Text block

►

Sakana AI, the Tokyo-based research lab, released a technical report in December describing RePo, a method that lets language models assign learned positions to tokens rather than relying on fixed sequential indices. The approach adds less than 1% compute overhead and shows consistent gains on tasks where standard positional encoding struggles.
The Flat Sequence Problem
Transformers read input as a single line of tokens. Position 0, position 1, position 2, all the way down. The model's only structural signal is this integer index, typically encoded through methods like RoPE (Rotary Position Embedding), which rotates query and key vectors based on token distance.
This works fine for many tasks. Natural language tends to have local dependencies. But modern prompting scenarios increasingly break this assumption. Retrieval-augmented generation stuffs relevant passages between irrelevant ones. Tables get linearized into text. Critical information sits thousands of tokens away from where the model needs to use it.

◄

What to do
1. Output the passage about RePo exactly, starting at "Sakana AI, the" and ending at "on token distance.".
2. Translate this sentence from the passage about RePo into Spanish: "Natural language tends to have local dependencies."

(Source data)
►

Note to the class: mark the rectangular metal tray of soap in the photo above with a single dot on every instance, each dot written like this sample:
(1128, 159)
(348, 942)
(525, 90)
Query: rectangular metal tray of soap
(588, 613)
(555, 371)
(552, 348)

◄

Written answers
1.
Sakana AI, the Tokyo-based research lab, released a technical report in December describing RePo, a method that lets language models assign learned positions to tokens rather than relying on fixed sequential indices. The approach adds less than 1% compute overhead and shows consistent gains on tasks where standard positional encoding struggles.
The Flat Sequence Problem
Transformers read input as a single line of tokens. Position 0, position 1, position 2, all the way down. The model's only structural signal is this integer index, typically encoded through methods like RoPE (Rotary Position Embedding), which rotates query and key vectors based on token distance.

2. El lenguaje natural tiende a tener dependencias locales.